[TEXT FOR ANALYSIS — start]
Myxococcus “can use what’s referred to as a wolf pack” strategy, where they swarm their prey, Ringeisen says. “There are also organisms that act almost like a vampire” — the Vampirococcus — which suck the life out of their prey.
The best-studied predator, Bdellovibrio, actually bores into larger bacteria and eats them from the inside out.
First, it uses its flagellum, which is stiff and rotates, to swim up to prey. Then it latches on, using tiny appendages “which are little grappling hooks on the surface,” says Liz Sockett, a professor of bacterial genetics at Nottingham University in the UK. It’s a bit like a climber attaching to rock, she says.
Once the Bdellovibrio has grappled its prey, it latches on tight with multiple mechanisms.
“I joke with my students sometimes that they’re attaching with a grappling hook, a rope, some duct tape and some Blu Tack [adhesive putty],” she says.
This is not just a weird and wonderful process. The rather blunt-force attack means the germs don’t appear to be able to develop resistance to assault — any more than zebras can develop resistance to lions.
Colleagues in Sockett’s lab have looked hard for evidence to the contrary.
“They took the bacteria that had been preyed upon by Bdellovibrio every week and looked for any small survivors in the culture,” Sockett explains. They fished out the few survivors, let them multiply, and then let the Bdellovibrio attack them again. If resistance were to develop, this is exactly the scenario where it would appear. Her colleagues “did this 50 times over a long period,” she says, “and we never got any direct mutants that were resistant.”
So Bdellovibrio can effectively kill nearly 150 disease-causing germs and the preyed-upon can’t evade it. Sounds like it could be incredibly useful.
Nancy Connell, a microbial geneticist who worked for years at Rutgers University studying anthrax and all sorts of other deadly and ominous germs, says exploring these predatory bacteria is the most exciting work she’s done in her career.
“This is the first time that I have felt we might have a way through many of these different infections,” says Connell, who has since moved to the Johns Hopkins Center for Health Security in Baltimore.
After seeing all the promising work in test-tube studies, Connell and her lab got DARPA funding to see if the germs would actually fight lung infections in rats. The answer was yes. “So that was actually our first and very exciting result,” she says.
[TEXT FOR ANALYSIS — finish]
▶ **YOUR INSTRUCTIONS**:
Copy the stretch of the predatory bacteria passage from "This is not" through "resistance to lions.", changing "zebras" to "gazelles". You can ignore the records; they aren't needed for anything here.
[SUPPLIED ENTRIES — start]
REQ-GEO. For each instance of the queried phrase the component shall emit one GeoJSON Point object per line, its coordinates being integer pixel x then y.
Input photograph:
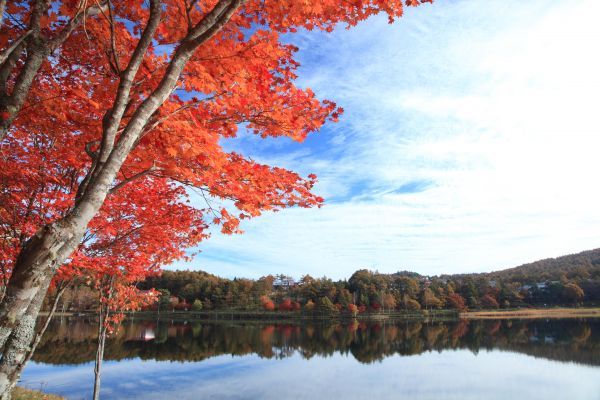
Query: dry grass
{"type": "Point", "coordinates": [534, 313]}
{"type": "Point", "coordinates": [26, 394]}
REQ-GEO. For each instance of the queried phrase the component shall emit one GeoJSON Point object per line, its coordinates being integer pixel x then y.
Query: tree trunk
{"type": "Point", "coordinates": [99, 353]}
{"type": "Point", "coordinates": [18, 346]}
{"type": "Point", "coordinates": [18, 369]}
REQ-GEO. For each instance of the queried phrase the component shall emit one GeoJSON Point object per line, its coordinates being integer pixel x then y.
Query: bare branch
{"type": "Point", "coordinates": [8, 51]}
{"type": "Point", "coordinates": [132, 178]}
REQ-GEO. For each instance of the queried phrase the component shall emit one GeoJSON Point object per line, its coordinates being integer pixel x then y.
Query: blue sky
{"type": "Point", "coordinates": [469, 142]}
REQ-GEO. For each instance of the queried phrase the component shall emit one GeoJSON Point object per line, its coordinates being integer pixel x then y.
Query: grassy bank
{"type": "Point", "coordinates": [27, 394]}
{"type": "Point", "coordinates": [533, 313]}
{"type": "Point", "coordinates": [277, 316]}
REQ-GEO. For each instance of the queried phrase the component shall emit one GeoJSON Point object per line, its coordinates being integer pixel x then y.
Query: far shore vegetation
{"type": "Point", "coordinates": [20, 393]}
{"type": "Point", "coordinates": [562, 287]}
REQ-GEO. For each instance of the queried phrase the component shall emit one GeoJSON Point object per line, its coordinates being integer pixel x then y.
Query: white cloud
{"type": "Point", "coordinates": [493, 103]}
[SUPPLIED ENTRIES — finish]
▶ **RESPONSE AREA**:
This is not just a weird and wonderful process. The rather blunt-force attack means the germs don’t appear to be able to develop resistance to assault — any more than gazelles can develop resistance to lions.